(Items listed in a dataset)
◇ ◇ ◇ ◇
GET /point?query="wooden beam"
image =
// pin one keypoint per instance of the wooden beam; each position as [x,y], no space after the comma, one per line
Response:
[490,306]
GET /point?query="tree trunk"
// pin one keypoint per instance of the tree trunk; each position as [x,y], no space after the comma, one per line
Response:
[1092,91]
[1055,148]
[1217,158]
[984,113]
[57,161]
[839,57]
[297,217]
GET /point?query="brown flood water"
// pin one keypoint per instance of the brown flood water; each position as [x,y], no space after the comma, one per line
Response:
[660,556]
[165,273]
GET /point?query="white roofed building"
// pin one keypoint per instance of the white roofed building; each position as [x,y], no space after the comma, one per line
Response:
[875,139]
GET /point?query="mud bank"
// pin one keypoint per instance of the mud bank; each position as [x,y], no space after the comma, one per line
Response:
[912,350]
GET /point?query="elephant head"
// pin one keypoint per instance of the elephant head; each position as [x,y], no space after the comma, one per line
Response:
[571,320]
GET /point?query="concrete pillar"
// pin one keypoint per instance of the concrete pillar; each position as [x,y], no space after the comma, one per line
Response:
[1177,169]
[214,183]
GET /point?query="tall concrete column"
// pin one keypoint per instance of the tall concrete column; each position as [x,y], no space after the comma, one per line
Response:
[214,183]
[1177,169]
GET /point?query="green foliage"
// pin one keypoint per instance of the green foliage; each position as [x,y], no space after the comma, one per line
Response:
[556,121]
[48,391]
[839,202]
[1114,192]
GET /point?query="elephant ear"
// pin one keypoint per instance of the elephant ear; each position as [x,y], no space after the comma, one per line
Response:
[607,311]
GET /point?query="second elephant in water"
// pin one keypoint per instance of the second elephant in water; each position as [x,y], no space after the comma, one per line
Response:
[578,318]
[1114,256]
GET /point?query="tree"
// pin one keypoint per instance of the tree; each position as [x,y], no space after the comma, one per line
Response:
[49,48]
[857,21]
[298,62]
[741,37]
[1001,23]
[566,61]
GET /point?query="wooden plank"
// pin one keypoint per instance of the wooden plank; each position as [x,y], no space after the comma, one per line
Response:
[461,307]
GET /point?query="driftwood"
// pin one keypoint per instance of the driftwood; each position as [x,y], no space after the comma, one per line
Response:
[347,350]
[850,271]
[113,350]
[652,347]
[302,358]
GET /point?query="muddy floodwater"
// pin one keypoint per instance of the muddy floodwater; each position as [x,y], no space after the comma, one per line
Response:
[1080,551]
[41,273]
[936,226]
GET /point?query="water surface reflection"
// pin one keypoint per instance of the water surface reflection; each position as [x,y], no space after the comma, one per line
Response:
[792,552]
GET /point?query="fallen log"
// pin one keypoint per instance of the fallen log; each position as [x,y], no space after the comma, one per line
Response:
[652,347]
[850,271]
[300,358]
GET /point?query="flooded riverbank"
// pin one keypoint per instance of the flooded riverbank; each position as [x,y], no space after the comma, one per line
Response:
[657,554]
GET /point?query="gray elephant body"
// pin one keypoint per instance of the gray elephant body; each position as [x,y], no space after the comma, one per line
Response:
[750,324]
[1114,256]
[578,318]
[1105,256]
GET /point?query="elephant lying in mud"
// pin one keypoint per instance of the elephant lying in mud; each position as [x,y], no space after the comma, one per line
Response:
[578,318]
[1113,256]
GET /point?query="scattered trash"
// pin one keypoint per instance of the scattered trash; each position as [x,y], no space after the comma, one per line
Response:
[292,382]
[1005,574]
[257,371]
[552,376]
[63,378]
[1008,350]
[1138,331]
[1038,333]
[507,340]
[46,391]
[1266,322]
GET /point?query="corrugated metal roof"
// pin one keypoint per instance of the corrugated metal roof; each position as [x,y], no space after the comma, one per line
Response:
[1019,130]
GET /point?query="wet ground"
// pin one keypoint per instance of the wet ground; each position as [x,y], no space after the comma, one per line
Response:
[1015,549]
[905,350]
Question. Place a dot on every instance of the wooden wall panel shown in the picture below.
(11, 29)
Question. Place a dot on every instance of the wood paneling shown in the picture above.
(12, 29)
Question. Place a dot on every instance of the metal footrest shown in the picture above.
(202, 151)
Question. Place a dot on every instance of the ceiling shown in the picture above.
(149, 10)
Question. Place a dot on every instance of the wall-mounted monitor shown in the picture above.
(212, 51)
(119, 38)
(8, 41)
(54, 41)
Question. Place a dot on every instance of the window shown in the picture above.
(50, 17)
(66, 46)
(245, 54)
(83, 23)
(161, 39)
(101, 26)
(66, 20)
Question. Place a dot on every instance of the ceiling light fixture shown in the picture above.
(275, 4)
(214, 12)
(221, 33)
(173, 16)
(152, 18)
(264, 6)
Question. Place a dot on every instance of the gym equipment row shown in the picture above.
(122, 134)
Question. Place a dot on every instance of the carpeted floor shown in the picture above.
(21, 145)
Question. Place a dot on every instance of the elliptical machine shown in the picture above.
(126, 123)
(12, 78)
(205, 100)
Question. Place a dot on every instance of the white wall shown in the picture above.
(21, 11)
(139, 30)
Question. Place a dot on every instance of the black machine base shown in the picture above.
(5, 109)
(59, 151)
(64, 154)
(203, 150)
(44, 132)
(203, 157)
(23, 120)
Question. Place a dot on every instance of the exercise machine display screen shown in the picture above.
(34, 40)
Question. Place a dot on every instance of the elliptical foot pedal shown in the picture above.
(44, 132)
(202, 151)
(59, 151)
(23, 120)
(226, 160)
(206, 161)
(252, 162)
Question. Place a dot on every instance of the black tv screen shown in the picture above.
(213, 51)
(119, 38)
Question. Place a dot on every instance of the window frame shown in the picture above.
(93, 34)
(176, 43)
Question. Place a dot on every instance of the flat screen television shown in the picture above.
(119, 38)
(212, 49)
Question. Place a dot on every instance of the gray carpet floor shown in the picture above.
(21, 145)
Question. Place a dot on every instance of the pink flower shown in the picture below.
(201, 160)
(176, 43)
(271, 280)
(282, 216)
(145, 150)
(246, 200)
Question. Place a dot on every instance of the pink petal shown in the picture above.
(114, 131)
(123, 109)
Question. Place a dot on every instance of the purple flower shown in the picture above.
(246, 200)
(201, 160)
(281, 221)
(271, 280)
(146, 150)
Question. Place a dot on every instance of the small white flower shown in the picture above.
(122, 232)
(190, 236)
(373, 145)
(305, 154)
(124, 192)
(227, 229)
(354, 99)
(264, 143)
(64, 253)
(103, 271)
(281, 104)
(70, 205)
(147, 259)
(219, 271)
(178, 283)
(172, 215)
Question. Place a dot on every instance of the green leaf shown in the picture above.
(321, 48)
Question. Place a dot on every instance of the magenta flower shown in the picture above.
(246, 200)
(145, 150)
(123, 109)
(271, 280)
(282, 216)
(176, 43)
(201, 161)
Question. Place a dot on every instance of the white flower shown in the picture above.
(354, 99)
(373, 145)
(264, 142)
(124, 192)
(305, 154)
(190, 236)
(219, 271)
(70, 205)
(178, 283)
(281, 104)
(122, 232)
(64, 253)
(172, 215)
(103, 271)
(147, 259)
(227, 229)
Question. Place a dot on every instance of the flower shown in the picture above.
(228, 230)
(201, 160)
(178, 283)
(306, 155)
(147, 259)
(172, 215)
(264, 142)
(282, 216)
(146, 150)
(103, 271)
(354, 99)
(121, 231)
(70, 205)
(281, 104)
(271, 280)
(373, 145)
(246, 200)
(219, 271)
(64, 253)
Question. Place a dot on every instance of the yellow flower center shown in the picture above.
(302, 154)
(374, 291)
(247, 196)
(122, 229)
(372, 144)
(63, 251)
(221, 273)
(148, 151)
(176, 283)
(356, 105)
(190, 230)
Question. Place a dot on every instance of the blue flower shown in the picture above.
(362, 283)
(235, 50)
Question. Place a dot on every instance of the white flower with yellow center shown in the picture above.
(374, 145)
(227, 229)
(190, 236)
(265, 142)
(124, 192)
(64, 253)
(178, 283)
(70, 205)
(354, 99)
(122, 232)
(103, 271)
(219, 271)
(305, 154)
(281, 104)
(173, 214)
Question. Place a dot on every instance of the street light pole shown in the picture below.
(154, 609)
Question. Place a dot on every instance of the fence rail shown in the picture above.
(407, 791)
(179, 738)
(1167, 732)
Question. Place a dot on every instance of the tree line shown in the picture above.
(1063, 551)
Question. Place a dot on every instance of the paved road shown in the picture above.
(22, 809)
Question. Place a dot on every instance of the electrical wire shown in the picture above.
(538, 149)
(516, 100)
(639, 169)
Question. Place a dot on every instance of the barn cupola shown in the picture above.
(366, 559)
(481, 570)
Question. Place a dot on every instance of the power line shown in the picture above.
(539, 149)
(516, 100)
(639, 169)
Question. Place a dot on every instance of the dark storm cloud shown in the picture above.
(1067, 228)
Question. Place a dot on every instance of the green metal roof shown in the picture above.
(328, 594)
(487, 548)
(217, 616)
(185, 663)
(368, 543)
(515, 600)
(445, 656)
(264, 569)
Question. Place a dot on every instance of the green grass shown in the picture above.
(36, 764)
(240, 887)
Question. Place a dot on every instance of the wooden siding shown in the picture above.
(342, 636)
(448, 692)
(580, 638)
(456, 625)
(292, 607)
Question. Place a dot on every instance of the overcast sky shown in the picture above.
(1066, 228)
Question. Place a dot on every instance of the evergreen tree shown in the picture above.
◇ ◇ ◇ ◇
Requirements:
Turn the records from the line containing "Question. Place a dot on every instance of the wooden siding" through the end into a numbered list, omitting any blank lines.

Final answer:
1. Question. Place a dot on every instance of the wooden siding shown in the picture above.
2. (342, 636)
3. (448, 692)
4. (580, 638)
5. (456, 625)
6. (292, 607)
7. Question. Place a dot on every instance of the overcast sky shown in the picture above.
8. (1066, 228)
9. Question. Place a dot on every instance of the evergreen tree shown in the picture above.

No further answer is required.